> SELECTED PASSAGE

Walking into Constance Williams Studio/Gallery in the River Arts District, the first thing you notice is the quality of the light. It streams in from the west-facing windows, warm, natural and pervasive, filling the room with a soothing presence. In some ways, the light is the secret to Williams’ success, both as an artist and gallery owner: she’s found a way to capture it in her paintings, letting her clients absorb it too.
Although she also works in clay sculpture, Williams has developed a reputation for her work in encaustic painting, a technique that combines molten beeswax, damar-tree resin and pigment to create a paint medium that both reflects and refracts light. “Encaustic doesn’t need to be lit,” explains Williams. “But, If you give it any light, it truly makes the most of it.”
While that concept may sound a bit abstract, it’s backed by solid chemistry. The pigment in oil and acrylic paints is suspended in opaque linseed oil or polymer, while in encaustic, it floats in transparent beeswax. That lets light bounce through it, creating a glow that’s appealing to the eye and warm to the touch. And touch it you may. When it’s hardened and “cured,” an encaustic surface has a “skin-like quality” that invites the hand, says Williams. Touching it won’t damage the surface — it will only create a more interesting patina.

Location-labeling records
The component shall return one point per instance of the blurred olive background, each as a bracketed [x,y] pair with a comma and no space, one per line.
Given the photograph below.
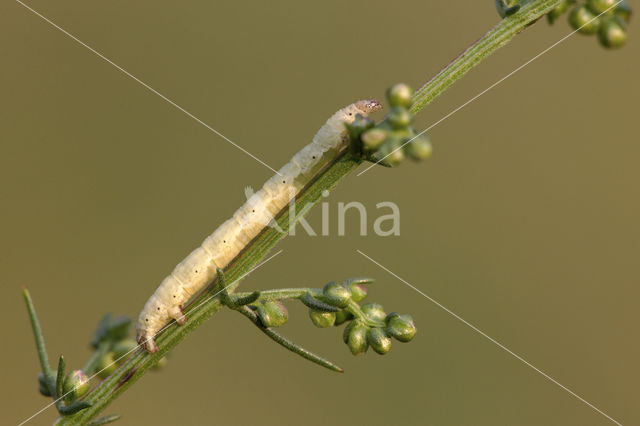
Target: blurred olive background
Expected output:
[524,222]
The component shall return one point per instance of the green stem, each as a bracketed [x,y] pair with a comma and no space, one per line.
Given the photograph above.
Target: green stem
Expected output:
[498,36]
[91,366]
[47,372]
[205,306]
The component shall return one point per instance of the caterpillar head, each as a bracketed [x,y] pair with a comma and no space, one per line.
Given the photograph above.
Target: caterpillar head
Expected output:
[368,106]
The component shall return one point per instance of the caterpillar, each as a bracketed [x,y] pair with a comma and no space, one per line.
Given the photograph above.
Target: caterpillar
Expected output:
[199,268]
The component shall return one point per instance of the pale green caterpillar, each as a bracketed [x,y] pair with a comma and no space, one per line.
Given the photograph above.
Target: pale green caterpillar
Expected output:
[226,242]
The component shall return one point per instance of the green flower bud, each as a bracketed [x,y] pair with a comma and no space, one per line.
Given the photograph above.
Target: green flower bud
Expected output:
[379,341]
[358,126]
[390,153]
[374,311]
[106,365]
[322,319]
[358,292]
[347,331]
[623,10]
[373,138]
[612,32]
[399,117]
[583,20]
[399,95]
[401,327]
[272,314]
[75,385]
[559,10]
[123,349]
[336,295]
[419,148]
[42,384]
[342,317]
[600,6]
[357,338]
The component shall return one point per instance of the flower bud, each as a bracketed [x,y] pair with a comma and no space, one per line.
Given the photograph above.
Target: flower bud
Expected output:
[601,6]
[42,384]
[106,365]
[358,292]
[401,327]
[373,138]
[399,117]
[322,319]
[342,317]
[336,295]
[75,385]
[379,341]
[357,338]
[374,311]
[623,10]
[399,95]
[612,32]
[583,20]
[272,314]
[419,149]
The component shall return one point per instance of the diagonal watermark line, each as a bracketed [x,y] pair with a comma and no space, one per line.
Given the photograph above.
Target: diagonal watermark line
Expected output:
[146,86]
[488,89]
[491,339]
[159,331]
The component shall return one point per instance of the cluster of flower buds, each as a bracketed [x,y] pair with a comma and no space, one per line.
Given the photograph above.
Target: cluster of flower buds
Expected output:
[607,18]
[369,325]
[377,329]
[393,138]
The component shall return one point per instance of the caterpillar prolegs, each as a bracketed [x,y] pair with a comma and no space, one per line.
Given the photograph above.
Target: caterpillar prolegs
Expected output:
[226,242]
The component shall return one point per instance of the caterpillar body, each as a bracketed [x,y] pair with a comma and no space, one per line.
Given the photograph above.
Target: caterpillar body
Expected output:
[226,242]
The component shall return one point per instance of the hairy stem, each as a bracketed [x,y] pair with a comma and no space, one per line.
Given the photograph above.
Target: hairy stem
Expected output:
[39,338]
[498,36]
[206,306]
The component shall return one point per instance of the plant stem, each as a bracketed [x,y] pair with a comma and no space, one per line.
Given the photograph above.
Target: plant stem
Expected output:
[47,372]
[206,306]
[498,36]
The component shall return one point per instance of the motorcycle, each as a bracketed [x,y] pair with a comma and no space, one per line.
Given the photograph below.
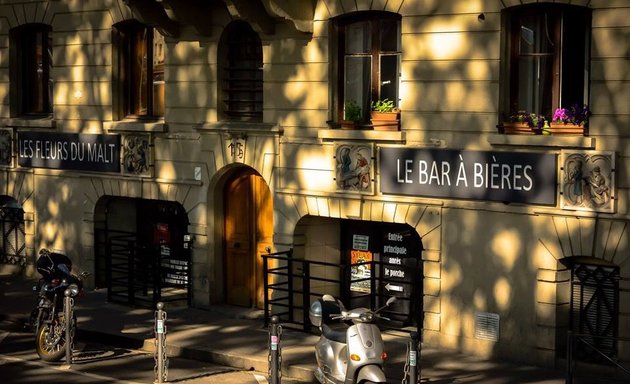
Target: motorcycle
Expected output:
[348,353]
[48,319]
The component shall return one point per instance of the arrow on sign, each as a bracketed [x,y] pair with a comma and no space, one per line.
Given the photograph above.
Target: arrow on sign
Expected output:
[396,288]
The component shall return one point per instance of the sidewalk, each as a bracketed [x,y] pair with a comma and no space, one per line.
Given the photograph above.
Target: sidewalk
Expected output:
[221,335]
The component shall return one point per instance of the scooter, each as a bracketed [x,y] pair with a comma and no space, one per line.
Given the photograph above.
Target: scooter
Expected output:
[346,353]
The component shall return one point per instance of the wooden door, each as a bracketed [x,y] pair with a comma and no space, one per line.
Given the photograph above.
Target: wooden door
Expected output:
[248,231]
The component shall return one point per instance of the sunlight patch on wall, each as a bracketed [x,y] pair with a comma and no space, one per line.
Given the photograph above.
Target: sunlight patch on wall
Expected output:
[446,45]
[480,301]
[50,232]
[313,180]
[502,293]
[506,246]
[167,171]
[53,207]
[451,277]
[469,6]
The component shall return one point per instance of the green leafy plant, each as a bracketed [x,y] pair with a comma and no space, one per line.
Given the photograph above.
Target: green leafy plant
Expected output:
[576,114]
[385,105]
[533,120]
[352,111]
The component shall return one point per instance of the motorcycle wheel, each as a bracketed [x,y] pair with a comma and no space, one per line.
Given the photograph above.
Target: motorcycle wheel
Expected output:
[50,340]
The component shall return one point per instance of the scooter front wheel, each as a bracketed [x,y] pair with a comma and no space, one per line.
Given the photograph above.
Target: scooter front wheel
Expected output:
[50,341]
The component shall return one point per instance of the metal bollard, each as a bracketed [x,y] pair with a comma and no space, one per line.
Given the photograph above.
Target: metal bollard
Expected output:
[413,358]
[275,355]
[67,308]
[569,378]
[161,362]
[412,368]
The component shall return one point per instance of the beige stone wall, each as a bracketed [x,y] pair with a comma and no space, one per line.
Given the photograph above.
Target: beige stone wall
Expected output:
[479,256]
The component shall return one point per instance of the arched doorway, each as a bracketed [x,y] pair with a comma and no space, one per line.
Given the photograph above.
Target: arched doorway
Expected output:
[12,232]
[248,231]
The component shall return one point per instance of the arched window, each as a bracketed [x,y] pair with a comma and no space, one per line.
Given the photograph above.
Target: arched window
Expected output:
[138,83]
[545,59]
[241,74]
[594,313]
[366,48]
[12,232]
[30,70]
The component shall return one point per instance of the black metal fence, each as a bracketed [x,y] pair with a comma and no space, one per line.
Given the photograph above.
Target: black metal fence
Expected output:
[291,284]
[609,369]
[12,239]
[141,275]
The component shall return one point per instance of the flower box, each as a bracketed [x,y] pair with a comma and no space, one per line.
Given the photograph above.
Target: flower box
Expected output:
[559,128]
[385,121]
[518,129]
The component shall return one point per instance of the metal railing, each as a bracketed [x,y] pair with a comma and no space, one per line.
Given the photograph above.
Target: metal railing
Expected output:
[576,340]
[291,284]
[282,286]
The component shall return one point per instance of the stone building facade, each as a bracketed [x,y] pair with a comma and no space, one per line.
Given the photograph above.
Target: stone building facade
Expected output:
[211,133]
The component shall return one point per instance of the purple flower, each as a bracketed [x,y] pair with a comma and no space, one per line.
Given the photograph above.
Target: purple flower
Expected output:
[577,114]
[560,115]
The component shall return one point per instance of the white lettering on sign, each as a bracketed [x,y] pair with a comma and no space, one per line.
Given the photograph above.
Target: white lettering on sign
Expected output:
[485,175]
[394,237]
[395,260]
[394,273]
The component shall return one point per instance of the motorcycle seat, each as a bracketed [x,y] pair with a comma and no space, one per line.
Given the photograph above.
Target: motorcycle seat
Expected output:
[335,332]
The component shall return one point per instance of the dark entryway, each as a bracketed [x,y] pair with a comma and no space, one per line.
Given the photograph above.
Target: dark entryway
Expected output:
[12,240]
[363,263]
[143,251]
[595,308]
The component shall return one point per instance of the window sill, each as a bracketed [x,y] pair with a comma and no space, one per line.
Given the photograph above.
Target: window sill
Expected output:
[361,134]
[133,125]
[548,141]
[240,126]
[31,122]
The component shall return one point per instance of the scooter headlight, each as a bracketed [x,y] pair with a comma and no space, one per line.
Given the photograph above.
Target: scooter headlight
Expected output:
[74,289]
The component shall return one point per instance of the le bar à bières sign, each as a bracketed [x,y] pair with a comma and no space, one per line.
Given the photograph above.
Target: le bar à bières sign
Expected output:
[69,151]
[511,177]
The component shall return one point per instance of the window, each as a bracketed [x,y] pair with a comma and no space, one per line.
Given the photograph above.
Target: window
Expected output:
[138,81]
[368,49]
[546,51]
[30,67]
[241,76]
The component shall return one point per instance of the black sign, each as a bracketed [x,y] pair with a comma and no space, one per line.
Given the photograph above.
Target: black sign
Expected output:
[400,264]
[72,151]
[515,177]
[174,272]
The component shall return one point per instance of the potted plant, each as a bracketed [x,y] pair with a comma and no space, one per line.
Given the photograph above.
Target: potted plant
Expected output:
[567,121]
[352,115]
[572,120]
[385,115]
[524,123]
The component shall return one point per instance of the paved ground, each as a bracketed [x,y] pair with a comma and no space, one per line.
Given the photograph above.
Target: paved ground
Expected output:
[220,335]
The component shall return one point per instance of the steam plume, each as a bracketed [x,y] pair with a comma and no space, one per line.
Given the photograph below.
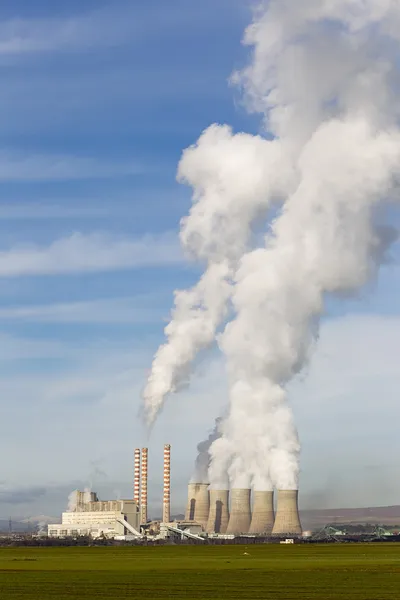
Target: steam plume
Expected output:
[234,178]
[323,76]
[203,457]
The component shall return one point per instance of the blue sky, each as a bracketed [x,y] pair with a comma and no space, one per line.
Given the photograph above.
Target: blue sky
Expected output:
[98,100]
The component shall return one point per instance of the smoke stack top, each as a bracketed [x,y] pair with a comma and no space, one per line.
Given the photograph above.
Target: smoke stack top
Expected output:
[331,158]
[167,484]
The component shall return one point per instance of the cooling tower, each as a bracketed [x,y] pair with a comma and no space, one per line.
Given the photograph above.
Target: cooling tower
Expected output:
[287,520]
[262,520]
[219,511]
[143,497]
[240,517]
[136,480]
[198,505]
[167,484]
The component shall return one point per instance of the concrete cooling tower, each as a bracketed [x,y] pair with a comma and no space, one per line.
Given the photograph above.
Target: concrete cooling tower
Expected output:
[198,505]
[262,520]
[287,520]
[240,517]
[219,511]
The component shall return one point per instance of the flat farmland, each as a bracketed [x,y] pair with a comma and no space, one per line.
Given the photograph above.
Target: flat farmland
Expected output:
[341,571]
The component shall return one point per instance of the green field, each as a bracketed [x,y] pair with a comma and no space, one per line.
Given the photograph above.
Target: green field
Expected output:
[360,571]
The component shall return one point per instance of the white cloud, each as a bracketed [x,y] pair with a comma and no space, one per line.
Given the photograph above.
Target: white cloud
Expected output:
[19,211]
[98,28]
[90,253]
[346,407]
[19,167]
[105,27]
[141,309]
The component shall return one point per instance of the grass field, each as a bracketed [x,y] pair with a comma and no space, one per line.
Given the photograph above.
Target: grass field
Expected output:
[368,572]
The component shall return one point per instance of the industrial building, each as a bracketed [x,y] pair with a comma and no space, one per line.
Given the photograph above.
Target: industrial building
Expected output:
[98,519]
[209,512]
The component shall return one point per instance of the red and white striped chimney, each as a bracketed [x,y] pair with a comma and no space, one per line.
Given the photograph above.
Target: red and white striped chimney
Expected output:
[167,484]
[143,498]
[136,480]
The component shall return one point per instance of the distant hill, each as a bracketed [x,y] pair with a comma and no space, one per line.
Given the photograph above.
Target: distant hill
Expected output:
[385,515]
[26,525]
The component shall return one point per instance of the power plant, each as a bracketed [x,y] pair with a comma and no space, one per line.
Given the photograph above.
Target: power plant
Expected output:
[209,512]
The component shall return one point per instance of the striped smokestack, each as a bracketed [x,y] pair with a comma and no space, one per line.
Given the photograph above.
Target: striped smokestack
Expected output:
[287,520]
[198,505]
[219,511]
[143,497]
[167,484]
[263,513]
[136,480]
[240,518]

> SET TASKS
a) Extract each line of the listing that contains the string "entryway".
b) Resume the encaustic painting article, beginning after its final sentence.
The encaustic painting article and the listing are independent of each other.

> RESULTS BY TASK
a)
The component shall return one point per instance of the dark entryway, each as a bracketed [x,y] pair with a comma and no space, one per line.
Target: dark entryway

b)
Williams developed her encaustic technique after moving to Asheville and reinventing herself from successful greeting-card entrepreneur to equally successful working artist and gallery owner. Her studio is inside her gallery, open to the public every day. While those who visit may initially stop in to look at the completed pieces on display, they tend to linger to watch her at work. Who could resist the captivating sight of the artist wielding her blowtorch?
The torch is an important — and inspired — part of her process. Most encaustic artists use a heat gun, but Williams prefers the immediacy of the flame, which fuses the medium to prevent cracking. Once the surface has hardened, it can be cut, gouged or scraped (she uses clay tools for this) to create a textured effect, then fused once again. This process can be repeated over and over, building up layer after layer, each of which Williams treats almost as a new painting and sculptural surface. “I’ve really been evolving with encaustic, realizing what you can do with the layers and using light to the best advantage,” she says.
While Williams’ compositions fluctuate between representational landscapes and abstract arrangements, the many layers of encaustic add dimension to each piece. Selective building up and breaking down in different areas of the painting creates texture that draws the eye in. A gouge here, a uniform scrape across the surface there: covered by another layer of encaustic, the effect is mysterious. There seems always to be something new to discover just beneath the surface.
One of her strategies for creating that effect is saving bits of wax she’s carved or shaved out and reincorporating them later. She keeps a drawer full of these little wax “gems” on hand to lend color and texture between layers. Williams uses these accessories — and all her tools — intuitively, letting the process guide the outcome. At the same time, she knows how to plan for a larger piece: the nature of the medium demands that she move quickly while the surface is still fluid. That can be a physical as well as an artistic challenge — she’s worked on pieces as large as 8 feet by 5 feet. But Williams says experience has been a great teacher, and with encaustic, there’s really no such thing as a mistake, just new opportunities for texture and depth.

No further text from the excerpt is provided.